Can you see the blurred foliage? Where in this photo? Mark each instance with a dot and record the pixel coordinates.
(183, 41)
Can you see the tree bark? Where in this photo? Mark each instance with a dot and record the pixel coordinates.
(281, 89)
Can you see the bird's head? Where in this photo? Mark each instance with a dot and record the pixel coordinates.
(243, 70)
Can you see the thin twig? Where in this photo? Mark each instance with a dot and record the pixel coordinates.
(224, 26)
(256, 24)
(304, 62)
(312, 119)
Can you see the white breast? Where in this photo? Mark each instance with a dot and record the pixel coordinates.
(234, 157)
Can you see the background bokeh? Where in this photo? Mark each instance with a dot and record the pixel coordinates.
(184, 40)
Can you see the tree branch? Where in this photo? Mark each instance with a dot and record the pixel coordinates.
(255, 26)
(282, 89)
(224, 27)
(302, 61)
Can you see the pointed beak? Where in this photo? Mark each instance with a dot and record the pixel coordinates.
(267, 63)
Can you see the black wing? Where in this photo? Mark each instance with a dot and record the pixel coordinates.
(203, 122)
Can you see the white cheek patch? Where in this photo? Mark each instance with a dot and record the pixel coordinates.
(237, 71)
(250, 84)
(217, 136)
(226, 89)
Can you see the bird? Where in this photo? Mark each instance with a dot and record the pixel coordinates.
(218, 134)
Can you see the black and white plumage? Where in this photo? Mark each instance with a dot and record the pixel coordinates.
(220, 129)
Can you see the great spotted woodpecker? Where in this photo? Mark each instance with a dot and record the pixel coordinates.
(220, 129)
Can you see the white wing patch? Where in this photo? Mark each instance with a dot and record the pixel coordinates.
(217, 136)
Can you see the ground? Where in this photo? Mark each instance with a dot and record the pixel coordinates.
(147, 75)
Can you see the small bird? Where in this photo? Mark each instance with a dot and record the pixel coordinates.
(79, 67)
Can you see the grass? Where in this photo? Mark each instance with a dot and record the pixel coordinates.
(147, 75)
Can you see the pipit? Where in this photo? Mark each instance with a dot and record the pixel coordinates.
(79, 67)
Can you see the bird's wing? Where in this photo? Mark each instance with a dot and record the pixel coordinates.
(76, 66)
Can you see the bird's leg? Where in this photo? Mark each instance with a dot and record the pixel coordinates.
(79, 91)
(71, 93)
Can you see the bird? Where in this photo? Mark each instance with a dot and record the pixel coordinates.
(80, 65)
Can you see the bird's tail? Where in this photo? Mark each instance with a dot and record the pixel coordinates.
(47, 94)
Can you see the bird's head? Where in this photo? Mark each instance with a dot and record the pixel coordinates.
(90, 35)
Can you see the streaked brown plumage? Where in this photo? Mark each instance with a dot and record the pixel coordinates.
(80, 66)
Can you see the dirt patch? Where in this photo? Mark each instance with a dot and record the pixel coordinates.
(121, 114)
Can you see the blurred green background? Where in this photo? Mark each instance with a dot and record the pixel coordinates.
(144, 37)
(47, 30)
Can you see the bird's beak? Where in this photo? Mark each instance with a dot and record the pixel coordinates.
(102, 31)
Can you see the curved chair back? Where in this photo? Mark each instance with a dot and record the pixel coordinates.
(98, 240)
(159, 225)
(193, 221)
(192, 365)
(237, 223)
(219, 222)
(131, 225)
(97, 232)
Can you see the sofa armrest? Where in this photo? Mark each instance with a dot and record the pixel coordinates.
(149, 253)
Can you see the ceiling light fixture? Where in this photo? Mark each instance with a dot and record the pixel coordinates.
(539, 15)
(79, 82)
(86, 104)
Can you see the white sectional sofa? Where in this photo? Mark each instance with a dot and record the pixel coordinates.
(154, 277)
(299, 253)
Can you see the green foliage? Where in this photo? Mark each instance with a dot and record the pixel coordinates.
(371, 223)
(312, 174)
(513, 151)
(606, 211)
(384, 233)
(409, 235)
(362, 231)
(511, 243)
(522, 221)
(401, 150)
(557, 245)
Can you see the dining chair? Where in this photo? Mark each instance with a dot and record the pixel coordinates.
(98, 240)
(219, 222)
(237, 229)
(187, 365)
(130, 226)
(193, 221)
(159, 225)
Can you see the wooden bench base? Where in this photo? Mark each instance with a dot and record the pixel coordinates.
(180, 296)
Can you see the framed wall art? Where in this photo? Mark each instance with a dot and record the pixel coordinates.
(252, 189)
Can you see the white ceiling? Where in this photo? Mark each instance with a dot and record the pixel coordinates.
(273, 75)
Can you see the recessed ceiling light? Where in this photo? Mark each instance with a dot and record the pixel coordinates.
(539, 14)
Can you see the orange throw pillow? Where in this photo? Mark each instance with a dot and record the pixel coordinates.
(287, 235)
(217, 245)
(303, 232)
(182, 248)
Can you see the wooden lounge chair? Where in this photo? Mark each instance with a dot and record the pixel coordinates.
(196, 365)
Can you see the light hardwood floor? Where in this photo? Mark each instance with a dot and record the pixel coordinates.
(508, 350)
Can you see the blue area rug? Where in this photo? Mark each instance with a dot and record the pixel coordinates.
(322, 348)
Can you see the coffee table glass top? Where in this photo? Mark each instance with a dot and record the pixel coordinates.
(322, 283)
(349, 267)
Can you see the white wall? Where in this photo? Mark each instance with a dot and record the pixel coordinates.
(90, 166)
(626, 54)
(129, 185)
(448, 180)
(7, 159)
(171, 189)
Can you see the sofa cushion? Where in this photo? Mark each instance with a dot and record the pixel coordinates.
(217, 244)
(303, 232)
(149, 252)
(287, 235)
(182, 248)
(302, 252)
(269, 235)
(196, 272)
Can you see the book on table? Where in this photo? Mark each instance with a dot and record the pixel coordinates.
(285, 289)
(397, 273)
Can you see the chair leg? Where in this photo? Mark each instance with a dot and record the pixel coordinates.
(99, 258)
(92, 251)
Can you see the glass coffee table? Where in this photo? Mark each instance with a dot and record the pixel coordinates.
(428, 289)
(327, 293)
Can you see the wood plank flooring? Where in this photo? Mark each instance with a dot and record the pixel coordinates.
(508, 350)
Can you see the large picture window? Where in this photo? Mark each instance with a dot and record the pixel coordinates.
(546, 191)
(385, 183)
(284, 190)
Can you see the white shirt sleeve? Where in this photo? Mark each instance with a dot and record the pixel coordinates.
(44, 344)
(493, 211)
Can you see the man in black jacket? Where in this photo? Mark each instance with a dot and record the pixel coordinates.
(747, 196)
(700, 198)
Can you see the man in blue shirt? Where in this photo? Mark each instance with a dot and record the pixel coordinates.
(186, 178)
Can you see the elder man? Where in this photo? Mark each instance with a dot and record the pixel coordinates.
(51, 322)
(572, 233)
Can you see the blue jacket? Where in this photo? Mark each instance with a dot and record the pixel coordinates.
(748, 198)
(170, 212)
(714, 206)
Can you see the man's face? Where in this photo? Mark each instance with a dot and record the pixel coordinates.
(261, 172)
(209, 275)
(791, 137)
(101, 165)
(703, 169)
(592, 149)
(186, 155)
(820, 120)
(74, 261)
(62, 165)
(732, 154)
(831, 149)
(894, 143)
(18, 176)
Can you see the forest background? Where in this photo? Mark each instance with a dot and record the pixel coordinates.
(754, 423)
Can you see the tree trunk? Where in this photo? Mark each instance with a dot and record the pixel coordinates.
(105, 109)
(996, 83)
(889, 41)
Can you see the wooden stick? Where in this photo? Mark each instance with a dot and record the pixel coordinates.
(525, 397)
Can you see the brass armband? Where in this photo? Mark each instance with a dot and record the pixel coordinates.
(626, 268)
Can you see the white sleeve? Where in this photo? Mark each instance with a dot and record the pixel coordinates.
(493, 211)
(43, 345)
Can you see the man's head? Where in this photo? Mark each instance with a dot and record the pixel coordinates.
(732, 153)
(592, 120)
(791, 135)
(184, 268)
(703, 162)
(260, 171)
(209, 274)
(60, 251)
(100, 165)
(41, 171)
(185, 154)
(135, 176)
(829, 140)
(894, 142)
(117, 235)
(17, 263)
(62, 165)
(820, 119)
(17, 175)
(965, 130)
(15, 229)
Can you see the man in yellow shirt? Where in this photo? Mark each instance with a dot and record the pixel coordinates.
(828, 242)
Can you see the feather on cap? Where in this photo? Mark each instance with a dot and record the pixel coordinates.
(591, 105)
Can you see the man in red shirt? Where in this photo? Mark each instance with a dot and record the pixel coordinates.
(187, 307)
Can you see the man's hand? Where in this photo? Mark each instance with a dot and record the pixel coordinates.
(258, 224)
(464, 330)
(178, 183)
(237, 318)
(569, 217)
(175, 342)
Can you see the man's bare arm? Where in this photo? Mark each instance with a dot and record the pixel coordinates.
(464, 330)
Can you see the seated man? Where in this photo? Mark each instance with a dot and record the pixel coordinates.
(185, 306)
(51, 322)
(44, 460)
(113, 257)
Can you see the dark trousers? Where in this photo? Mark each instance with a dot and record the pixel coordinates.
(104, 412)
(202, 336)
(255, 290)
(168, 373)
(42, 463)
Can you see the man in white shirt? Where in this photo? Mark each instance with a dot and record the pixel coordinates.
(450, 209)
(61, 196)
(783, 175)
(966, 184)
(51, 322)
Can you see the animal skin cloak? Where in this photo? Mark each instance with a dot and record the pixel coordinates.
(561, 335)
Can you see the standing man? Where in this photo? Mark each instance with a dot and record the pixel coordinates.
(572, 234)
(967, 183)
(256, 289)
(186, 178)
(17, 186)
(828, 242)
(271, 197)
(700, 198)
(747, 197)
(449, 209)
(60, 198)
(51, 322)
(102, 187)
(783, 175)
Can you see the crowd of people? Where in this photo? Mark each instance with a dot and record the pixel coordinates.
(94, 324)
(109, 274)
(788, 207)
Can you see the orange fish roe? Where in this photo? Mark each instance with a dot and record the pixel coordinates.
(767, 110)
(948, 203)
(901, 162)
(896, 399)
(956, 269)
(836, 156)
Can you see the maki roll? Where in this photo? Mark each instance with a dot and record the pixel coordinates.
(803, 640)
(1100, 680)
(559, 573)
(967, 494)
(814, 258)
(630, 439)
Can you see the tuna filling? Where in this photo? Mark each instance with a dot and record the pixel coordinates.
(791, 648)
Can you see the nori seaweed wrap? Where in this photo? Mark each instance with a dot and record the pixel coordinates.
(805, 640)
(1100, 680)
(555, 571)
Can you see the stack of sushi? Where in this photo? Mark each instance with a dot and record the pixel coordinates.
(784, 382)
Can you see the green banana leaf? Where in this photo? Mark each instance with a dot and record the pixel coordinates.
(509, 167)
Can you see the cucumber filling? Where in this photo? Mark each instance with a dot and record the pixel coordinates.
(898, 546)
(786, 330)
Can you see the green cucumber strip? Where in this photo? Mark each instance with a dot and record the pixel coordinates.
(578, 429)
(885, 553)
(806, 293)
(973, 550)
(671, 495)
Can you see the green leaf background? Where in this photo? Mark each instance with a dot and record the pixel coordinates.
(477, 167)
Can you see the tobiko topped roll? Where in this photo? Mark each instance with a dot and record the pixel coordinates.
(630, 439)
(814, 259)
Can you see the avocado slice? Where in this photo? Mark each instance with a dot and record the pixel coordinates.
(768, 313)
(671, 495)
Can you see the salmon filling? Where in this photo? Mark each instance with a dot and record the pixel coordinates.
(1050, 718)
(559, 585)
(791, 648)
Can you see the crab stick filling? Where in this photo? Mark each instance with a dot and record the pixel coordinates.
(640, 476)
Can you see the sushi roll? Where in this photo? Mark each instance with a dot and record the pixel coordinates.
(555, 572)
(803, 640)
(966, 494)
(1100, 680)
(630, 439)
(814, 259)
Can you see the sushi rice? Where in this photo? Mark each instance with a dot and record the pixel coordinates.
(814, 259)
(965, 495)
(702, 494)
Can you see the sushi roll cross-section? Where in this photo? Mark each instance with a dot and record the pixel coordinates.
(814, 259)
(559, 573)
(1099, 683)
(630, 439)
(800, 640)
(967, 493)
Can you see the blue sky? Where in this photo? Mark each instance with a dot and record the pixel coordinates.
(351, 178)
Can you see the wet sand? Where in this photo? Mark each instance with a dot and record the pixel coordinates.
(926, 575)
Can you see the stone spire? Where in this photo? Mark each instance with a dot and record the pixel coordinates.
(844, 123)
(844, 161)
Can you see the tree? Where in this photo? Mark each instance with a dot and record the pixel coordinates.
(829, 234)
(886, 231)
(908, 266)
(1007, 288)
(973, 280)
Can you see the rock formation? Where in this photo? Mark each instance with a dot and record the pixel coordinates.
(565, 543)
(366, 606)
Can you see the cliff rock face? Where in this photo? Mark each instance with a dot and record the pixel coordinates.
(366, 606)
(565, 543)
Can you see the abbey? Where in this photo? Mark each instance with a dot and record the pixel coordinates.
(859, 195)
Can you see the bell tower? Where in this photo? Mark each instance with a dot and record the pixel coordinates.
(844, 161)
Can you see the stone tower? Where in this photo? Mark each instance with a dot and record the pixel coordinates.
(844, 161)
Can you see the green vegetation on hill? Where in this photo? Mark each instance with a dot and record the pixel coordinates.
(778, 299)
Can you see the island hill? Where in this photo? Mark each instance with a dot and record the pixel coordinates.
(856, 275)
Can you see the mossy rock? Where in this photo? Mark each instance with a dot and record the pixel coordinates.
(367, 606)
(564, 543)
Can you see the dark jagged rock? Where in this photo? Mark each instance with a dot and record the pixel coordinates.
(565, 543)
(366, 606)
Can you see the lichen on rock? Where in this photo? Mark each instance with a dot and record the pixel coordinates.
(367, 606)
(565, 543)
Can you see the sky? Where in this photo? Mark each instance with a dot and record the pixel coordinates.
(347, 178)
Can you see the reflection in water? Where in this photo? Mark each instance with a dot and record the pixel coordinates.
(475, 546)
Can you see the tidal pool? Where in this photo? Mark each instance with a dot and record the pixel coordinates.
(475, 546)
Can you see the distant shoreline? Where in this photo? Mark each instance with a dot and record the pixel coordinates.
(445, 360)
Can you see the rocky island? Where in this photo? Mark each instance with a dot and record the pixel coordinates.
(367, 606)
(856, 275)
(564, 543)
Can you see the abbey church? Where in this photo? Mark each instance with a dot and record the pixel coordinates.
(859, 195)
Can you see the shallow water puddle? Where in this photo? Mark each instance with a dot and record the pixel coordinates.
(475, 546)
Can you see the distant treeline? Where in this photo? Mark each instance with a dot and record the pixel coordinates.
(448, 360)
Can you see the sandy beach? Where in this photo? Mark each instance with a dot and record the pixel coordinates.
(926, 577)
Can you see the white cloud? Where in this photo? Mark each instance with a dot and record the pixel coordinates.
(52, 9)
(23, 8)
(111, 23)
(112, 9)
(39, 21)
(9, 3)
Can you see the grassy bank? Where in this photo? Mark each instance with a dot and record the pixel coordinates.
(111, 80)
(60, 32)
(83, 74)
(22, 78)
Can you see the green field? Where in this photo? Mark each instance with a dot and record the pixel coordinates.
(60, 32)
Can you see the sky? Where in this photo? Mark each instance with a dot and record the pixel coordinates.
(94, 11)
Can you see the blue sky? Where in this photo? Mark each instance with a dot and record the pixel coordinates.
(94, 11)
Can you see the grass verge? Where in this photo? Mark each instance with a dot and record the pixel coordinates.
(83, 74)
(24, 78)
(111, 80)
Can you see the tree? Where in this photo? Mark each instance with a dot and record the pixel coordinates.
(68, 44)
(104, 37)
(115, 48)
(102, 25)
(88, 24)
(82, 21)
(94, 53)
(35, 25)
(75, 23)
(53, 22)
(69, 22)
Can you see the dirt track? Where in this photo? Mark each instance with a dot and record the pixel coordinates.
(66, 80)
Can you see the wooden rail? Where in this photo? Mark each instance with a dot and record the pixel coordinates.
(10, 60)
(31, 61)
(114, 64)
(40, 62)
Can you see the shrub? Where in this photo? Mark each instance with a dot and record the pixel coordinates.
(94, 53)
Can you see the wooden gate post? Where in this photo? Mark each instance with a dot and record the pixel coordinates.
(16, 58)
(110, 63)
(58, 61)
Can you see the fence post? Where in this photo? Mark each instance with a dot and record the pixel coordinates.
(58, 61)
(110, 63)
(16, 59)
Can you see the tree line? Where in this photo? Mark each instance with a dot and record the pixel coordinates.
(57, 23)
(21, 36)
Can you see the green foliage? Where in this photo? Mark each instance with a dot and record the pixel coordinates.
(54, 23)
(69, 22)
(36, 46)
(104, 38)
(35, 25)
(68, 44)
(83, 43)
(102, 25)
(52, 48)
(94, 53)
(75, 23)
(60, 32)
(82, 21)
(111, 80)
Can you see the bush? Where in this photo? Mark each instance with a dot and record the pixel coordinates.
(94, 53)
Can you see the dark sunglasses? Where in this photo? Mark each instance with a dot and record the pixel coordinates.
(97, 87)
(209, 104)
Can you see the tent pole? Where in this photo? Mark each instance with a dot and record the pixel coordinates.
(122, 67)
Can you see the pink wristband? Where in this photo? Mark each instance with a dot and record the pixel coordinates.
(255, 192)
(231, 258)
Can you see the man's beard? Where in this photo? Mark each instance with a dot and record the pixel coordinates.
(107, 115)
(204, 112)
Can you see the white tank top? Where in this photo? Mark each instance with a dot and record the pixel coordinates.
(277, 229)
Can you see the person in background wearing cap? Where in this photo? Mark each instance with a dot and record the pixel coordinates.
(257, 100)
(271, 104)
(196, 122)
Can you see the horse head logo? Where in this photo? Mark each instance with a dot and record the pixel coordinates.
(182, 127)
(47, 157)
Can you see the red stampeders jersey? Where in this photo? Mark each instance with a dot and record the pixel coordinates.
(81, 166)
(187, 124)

**Brief:** Print the line containing "Can you see the dark sunglasses?" and every line after it to the end of the records above, exactly as written, and nothing else.

**Result for this exercise:**
Can you see the dark sunglasses? Where in this photo? Mark each instance with a dot and record the pixel coordinates.
(97, 87)
(209, 104)
Can you see the tent pole? Where in this photo? Mark each instance with a dot and record the pixel coordinates.
(122, 67)
Can you see the pink wristband? Where in this photo? Mark each instance with a dot and record the pixel coordinates.
(255, 192)
(231, 258)
Can you see the man's beard? Where in this photo? Mark each instance with a dot and record the pixel coordinates.
(107, 115)
(204, 112)
Can you see the white tank top? Where in this photo? Mark each instance with a dot and record the pixel coordinates.
(277, 229)
Can you see the person in background wearing cap? Where in this photo? Mark each instance with a dot and record the pixel coordinates.
(257, 100)
(271, 104)
(196, 122)
Can you see the horse head logo? Where in this photo? Mark each instance with a dot and record the pixel coordinates.
(182, 127)
(47, 157)
Can you see the red stampeders jersey? Where in this photo? Mark each instance with a dot and record the pixel coordinates.
(81, 166)
(187, 124)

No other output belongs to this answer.